**Passage shown**
────────────────────────────────────────

In vitro cellular and hemolytic assays with SCE2 hydrogel. (A and B) Viability of RAW 264.7 macrophages (A) and RS1 cells (B) following exposure to PBS and SCE groups for durations of 1, 3, and 5 days. (C) Hemolysis assessment and images of SCE hydrogels post 2-h exposure to erythrocytes at 37 °C. (D and E) Fluorescence imaging of calcein-AM/PI staining in RAW 264.7 (D) and RS1 cells (E) after 3 days of varied treatments (scale bar: 100 μm). (F) Assessment of intracellular ROS neutralization by SCE hydrogels in RAW 264.7 cells employing DCFH-DA (scale bar: 20 μm). (G) Evaluation of ROS neutralization in RS1 cells by SCE hydrogels, indicated by DCFH-DA (scale bar: 50 μm). (H and I) Flow cytometric analysis of ROS in RAW 264.7 (H) and RS1 cells (I) using DCFH-DA as the detecting agent. (J and K) Survival rates of RAW 264.7 (J) and RS1 (K) cells post-incubation in SCE and H₂O₂ solution. (L) Images showing the migration of RS1 cells at intervals of 0, 12, and 24 h (scale bar: 300 μm). (M) Visuals captured through the fluorescence of HUVECs forming vessels (scale bar: 100 μm). Error bars represent the average ± standard deviation (n = 3). Levels of significance are denoted as *** for P < 0.001, ** for P < 0.01, * for P < 0.05, and NS for P > 0.05.

────────────────────────────────────────

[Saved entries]
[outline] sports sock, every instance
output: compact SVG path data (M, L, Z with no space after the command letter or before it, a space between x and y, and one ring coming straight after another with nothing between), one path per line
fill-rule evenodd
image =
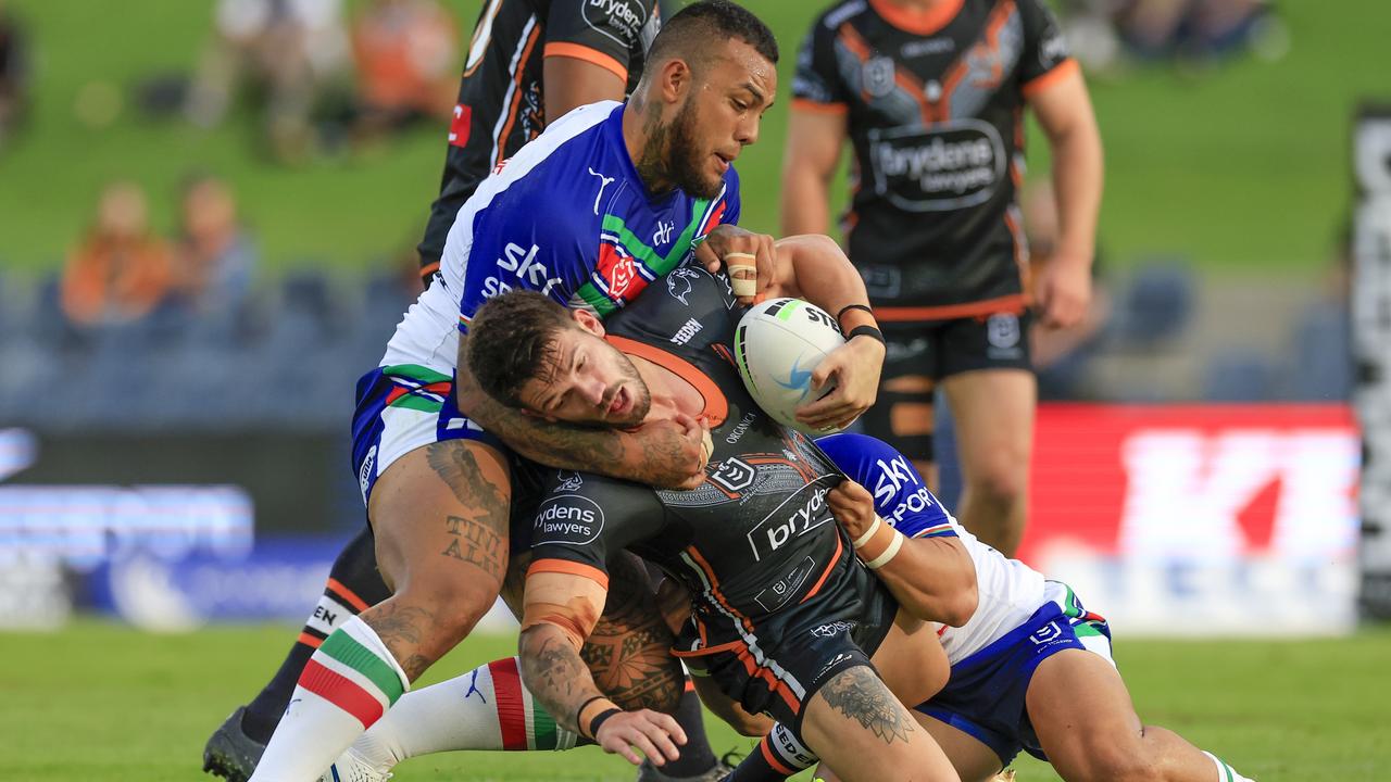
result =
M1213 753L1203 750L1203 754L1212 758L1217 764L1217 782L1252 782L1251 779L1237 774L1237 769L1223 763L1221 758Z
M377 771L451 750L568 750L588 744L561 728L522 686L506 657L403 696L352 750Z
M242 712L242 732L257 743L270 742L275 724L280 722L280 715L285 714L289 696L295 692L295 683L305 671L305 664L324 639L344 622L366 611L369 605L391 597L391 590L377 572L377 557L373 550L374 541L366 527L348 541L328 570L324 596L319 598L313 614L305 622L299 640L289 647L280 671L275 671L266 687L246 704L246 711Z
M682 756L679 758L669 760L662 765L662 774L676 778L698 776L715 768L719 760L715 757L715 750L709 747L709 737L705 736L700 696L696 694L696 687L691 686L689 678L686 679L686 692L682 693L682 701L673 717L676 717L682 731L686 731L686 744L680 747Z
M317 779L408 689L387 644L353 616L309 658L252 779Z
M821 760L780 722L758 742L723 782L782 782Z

────────────────────────────────────────

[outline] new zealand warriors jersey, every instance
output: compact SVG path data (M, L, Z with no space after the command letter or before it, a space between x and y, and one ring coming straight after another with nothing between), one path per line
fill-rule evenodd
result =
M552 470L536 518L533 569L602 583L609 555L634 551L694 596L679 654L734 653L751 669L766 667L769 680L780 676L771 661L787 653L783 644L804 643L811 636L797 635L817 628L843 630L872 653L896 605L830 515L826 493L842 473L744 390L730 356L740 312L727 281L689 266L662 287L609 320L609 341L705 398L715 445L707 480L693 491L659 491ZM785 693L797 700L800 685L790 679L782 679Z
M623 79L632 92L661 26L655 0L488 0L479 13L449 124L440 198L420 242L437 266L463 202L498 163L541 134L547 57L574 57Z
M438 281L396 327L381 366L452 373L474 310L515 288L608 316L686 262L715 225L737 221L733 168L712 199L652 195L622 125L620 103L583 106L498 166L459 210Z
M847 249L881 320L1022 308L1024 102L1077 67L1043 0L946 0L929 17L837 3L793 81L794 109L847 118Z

────────────────────────────────────────

**What the exercise asks**
What is the scale bar for the RS1 cell migration images in the figure caption?

**Response box**
300 μm